(Records shown)
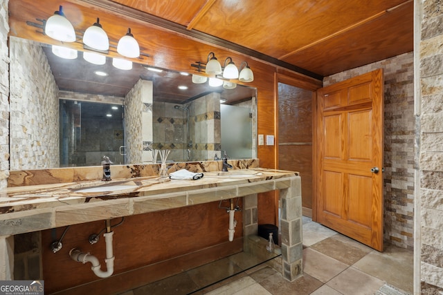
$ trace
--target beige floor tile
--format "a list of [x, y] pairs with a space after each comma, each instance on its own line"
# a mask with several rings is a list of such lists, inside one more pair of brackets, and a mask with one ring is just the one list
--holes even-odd
[[349, 265], [313, 249], [303, 250], [303, 272], [320, 282], [327, 282], [347, 267]]
[[352, 265], [372, 249], [342, 235], [336, 235], [314, 245], [311, 249]]
[[210, 295], [231, 295], [255, 284], [257, 284], [257, 282], [255, 282], [252, 278], [245, 276], [204, 294]]
[[336, 291], [328, 285], [323, 285], [314, 292], [311, 293], [311, 295], [342, 295], [338, 291]]
[[337, 233], [326, 227], [314, 222], [307, 222], [302, 225], [302, 242], [304, 247], [310, 247]]
[[372, 295], [384, 282], [352, 267], [326, 283], [344, 295]]
[[293, 282], [286, 280], [280, 274], [275, 274], [260, 281], [260, 284], [275, 295], [307, 295], [323, 285], [307, 274]]
[[409, 293], [413, 292], [413, 251], [392, 245], [372, 251], [353, 266]]

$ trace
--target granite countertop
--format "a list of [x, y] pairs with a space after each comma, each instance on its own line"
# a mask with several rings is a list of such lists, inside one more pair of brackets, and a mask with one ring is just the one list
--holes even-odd
[[229, 199], [291, 187], [296, 172], [262, 168], [205, 172], [197, 180], [159, 176], [8, 187], [0, 191], [0, 235]]

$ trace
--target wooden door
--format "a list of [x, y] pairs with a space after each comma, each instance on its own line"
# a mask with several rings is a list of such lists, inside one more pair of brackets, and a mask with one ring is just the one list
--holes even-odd
[[319, 89], [317, 104], [317, 221], [383, 251], [382, 70]]

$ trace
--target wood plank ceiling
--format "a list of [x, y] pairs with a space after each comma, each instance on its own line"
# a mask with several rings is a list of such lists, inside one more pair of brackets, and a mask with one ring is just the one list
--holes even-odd
[[[204, 44], [233, 50], [320, 80], [413, 50], [412, 0], [45, 0], [44, 6], [35, 0], [10, 0], [10, 35], [60, 45], [44, 35], [42, 29], [26, 25], [47, 19], [59, 5], [77, 32], [84, 32], [100, 17], [115, 48], [130, 26], [148, 53], [147, 57], [141, 57], [143, 64], [161, 68], [173, 63], [176, 70], [188, 73], [195, 70], [191, 63], [206, 61], [201, 58], [209, 52]], [[183, 36], [199, 39], [202, 45], [186, 43], [179, 37]], [[184, 42], [181, 46], [187, 49], [177, 52], [177, 42]], [[83, 50], [80, 42], [69, 46]], [[110, 50], [108, 57], [115, 56]], [[140, 77], [154, 80], [141, 68], [125, 73], [125, 79], [118, 74], [96, 81], [97, 77], [85, 75], [88, 65], [81, 58], [77, 59], [76, 68], [67, 66], [69, 61], [48, 58], [54, 73], [60, 74], [57, 79], [62, 82], [65, 76], [62, 73], [69, 72], [64, 85], [59, 84], [60, 89], [125, 96]], [[190, 91], [183, 96], [177, 90], [183, 79], [168, 77], [163, 86], [158, 84], [156, 97], [174, 97], [176, 100], [171, 102], [184, 103], [207, 91], [189, 82]], [[82, 88], [78, 88], [80, 82], [84, 83]], [[234, 102], [242, 97], [228, 98]]]
[[322, 77], [413, 50], [412, 0], [113, 2]]

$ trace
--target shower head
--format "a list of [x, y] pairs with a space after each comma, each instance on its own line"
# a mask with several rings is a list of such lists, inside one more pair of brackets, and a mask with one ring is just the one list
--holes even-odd
[[181, 109], [181, 110], [183, 110], [183, 111], [189, 111], [188, 109], [188, 108], [184, 107], [184, 106], [177, 106], [177, 104], [175, 106], [174, 106], [174, 108], [175, 108], [176, 110]]

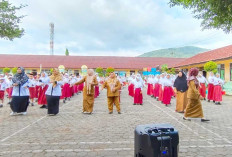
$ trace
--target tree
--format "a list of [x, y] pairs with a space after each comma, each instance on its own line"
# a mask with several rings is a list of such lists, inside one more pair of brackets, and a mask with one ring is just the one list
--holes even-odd
[[169, 4], [192, 9], [194, 17], [203, 20], [203, 29], [222, 29], [226, 33], [232, 30], [231, 0], [170, 0]]
[[217, 63], [215, 63], [213, 61], [209, 61], [209, 62], [205, 63], [204, 70], [206, 72], [217, 73]]
[[161, 72], [167, 72], [168, 71], [168, 65], [167, 64], [163, 64], [161, 65]]
[[0, 2], [0, 37], [6, 40], [20, 38], [24, 34], [24, 29], [19, 28], [19, 23], [24, 16], [16, 15], [17, 11], [24, 8], [25, 5], [19, 7], [13, 6], [7, 0]]
[[10, 68], [3, 68], [3, 73], [9, 73], [10, 72]]
[[104, 70], [102, 67], [96, 68], [96, 72], [98, 73], [100, 77], [104, 76]]
[[114, 68], [112, 68], [112, 67], [108, 67], [108, 68], [106, 69], [106, 72], [107, 72], [107, 73], [114, 72]]
[[53, 68], [50, 69], [50, 73], [51, 73], [51, 74], [53, 73]]
[[66, 48], [66, 50], [65, 50], [65, 56], [69, 56], [69, 51], [68, 51], [67, 48]]
[[17, 70], [18, 70], [18, 68], [12, 68], [12, 70], [11, 70], [11, 72], [12, 72], [12, 74], [16, 74], [17, 73]]

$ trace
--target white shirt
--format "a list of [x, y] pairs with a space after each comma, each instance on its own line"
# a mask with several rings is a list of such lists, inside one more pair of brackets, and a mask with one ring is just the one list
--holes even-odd
[[173, 83], [172, 83], [172, 80], [169, 78], [169, 79], [164, 79], [163, 81], [163, 86], [164, 87], [172, 87]]
[[209, 82], [210, 84], [214, 84], [214, 80], [215, 80], [215, 76], [210, 76], [210, 77], [208, 78], [208, 82]]
[[198, 77], [197, 79], [198, 79], [199, 83], [207, 83], [208, 84], [208, 81], [206, 80], [206, 78], [204, 76]]
[[223, 85], [224, 81], [221, 78], [214, 77], [214, 82], [213, 84], [216, 85]]
[[134, 81], [134, 88], [136, 89], [136, 88], [143, 88], [143, 82], [142, 81]]

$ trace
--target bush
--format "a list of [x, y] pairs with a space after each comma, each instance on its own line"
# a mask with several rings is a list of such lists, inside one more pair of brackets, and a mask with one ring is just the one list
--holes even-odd
[[104, 70], [102, 67], [98, 67], [96, 69], [96, 72], [98, 73], [98, 76], [100, 76], [100, 77], [104, 76]]
[[11, 72], [12, 72], [12, 74], [16, 74], [17, 73], [17, 70], [18, 70], [18, 68], [12, 68], [12, 70], [11, 70]]
[[209, 62], [205, 63], [204, 70], [206, 72], [212, 71], [213, 73], [217, 73], [217, 63], [215, 63], [213, 61], [209, 61]]
[[168, 65], [167, 64], [161, 65], [161, 71], [162, 71], [162, 73], [167, 72], [168, 71]]
[[10, 68], [3, 68], [3, 73], [9, 73], [10, 72]]
[[114, 72], [114, 68], [112, 68], [112, 67], [108, 67], [108, 68], [106, 69], [106, 72], [107, 72], [107, 73]]

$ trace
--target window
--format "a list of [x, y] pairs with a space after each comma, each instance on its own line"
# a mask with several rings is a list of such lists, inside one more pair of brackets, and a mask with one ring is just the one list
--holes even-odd
[[218, 73], [220, 74], [221, 79], [225, 80], [225, 65], [224, 64], [218, 65]]

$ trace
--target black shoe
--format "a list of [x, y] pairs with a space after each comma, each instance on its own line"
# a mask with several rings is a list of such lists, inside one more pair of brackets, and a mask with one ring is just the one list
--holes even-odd
[[183, 120], [188, 120], [188, 121], [191, 121], [191, 119], [186, 119], [185, 117], [183, 117]]
[[40, 108], [46, 108], [46, 106], [45, 106], [45, 105], [42, 105]]
[[201, 122], [208, 122], [210, 121], [209, 119], [201, 119]]

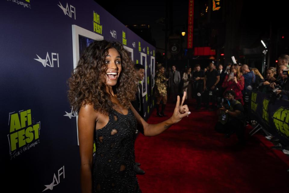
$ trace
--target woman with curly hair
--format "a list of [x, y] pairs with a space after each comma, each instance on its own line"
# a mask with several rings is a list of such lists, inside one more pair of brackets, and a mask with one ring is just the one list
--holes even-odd
[[137, 125], [144, 135], [154, 136], [191, 113], [178, 96], [171, 117], [148, 123], [129, 102], [137, 91], [135, 73], [121, 44], [96, 40], [69, 80], [69, 98], [78, 115], [82, 192], [141, 192], [134, 170]]
[[[165, 108], [168, 100], [166, 93], [166, 88], [168, 85], [166, 81], [169, 80], [165, 76], [165, 68], [161, 65], [158, 67], [158, 70], [154, 77], [156, 89], [155, 90], [154, 96], [157, 97], [156, 107], [157, 109], [157, 115], [160, 117], [166, 116], [165, 114]], [[160, 113], [160, 103], [162, 101], [162, 111]]]
[[229, 90], [234, 90], [235, 92], [235, 99], [239, 101], [244, 105], [242, 91], [244, 89], [245, 83], [244, 77], [242, 75], [239, 69], [237, 64], [232, 65], [230, 68], [230, 71], [232, 74], [234, 73], [234, 76], [231, 76], [230, 74], [226, 75], [222, 87], [226, 88], [225, 92]]

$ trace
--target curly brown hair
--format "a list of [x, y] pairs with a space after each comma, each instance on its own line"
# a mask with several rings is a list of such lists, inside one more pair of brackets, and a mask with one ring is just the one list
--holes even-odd
[[93, 105], [96, 111], [105, 115], [113, 108], [110, 94], [105, 91], [108, 69], [105, 60], [108, 49], [112, 48], [120, 53], [122, 69], [113, 87], [114, 93], [120, 104], [127, 109], [130, 101], [135, 100], [138, 83], [128, 52], [119, 42], [95, 40], [84, 51], [68, 80], [68, 99], [77, 113], [82, 106], [87, 104]]

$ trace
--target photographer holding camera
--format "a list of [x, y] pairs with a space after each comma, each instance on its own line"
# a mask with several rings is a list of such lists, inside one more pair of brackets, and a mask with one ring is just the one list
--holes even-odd
[[224, 102], [219, 104], [222, 107], [217, 112], [219, 120], [215, 126], [217, 132], [225, 134], [229, 138], [234, 132], [238, 138], [239, 143], [245, 142], [244, 127], [245, 116], [243, 106], [238, 101], [234, 99], [235, 92], [228, 90], [224, 93]]
[[284, 65], [281, 65], [278, 68], [279, 76], [275, 82], [270, 84], [270, 87], [273, 89], [272, 90], [276, 94], [289, 96], [289, 81], [287, 81], [288, 71], [288, 67]]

(Problem to solve) Change "granite countertop" to "marble countertop" in the lines from the start of the items through the line holding "[[319, 89], [317, 104], [317, 221], [383, 251], [382, 70]]", inclusive, and give those lines again with everything else unchanged. Leave the pictures out of your answer.

(Finished task)
$ trace
--target beige floor tile
--format "a list of [x, y] pairs with a space after each comma, each instance on its own line"
# a mask with several rings is a list of such lists, inside one more pair of brackets, and a mask with one ring is just the one list
--holes even-odd
[[349, 265], [313, 249], [303, 250], [303, 272], [320, 282], [327, 282], [347, 267]]
[[352, 265], [372, 249], [342, 235], [336, 235], [314, 245], [311, 249]]
[[210, 295], [231, 295], [255, 284], [257, 284], [257, 282], [255, 282], [252, 278], [245, 276], [204, 294]]
[[336, 291], [328, 285], [323, 285], [314, 292], [311, 293], [311, 295], [342, 295], [338, 291]]
[[337, 233], [326, 227], [314, 222], [307, 222], [302, 225], [302, 242], [304, 247], [310, 247]]
[[372, 295], [384, 282], [352, 267], [326, 283], [344, 295]]
[[293, 282], [286, 280], [280, 274], [275, 274], [260, 281], [260, 284], [275, 295], [307, 295], [323, 285], [307, 274]]
[[409, 293], [413, 292], [413, 251], [392, 245], [372, 251], [353, 266]]

$ trace
--target marble countertop
--format "a list of [x, y] pairs with a space after each comma, each instance on its own line"
# a mask with several rings is a list of such lists, inside one more pair of brackets, and a mask with one ring is just the one list
--holes even-odd
[[229, 199], [291, 187], [296, 172], [262, 168], [205, 172], [197, 180], [159, 176], [8, 187], [0, 191], [0, 235]]

$ trace
--target wooden door
--format "a list of [x, y] pairs with a space after each comma, each instance on its own line"
# a mask with several rings is a list of such lists, inside one more pair of brackets, and a mask with one ring is just the one list
--holes even-odd
[[319, 89], [317, 104], [317, 221], [383, 251], [382, 70]]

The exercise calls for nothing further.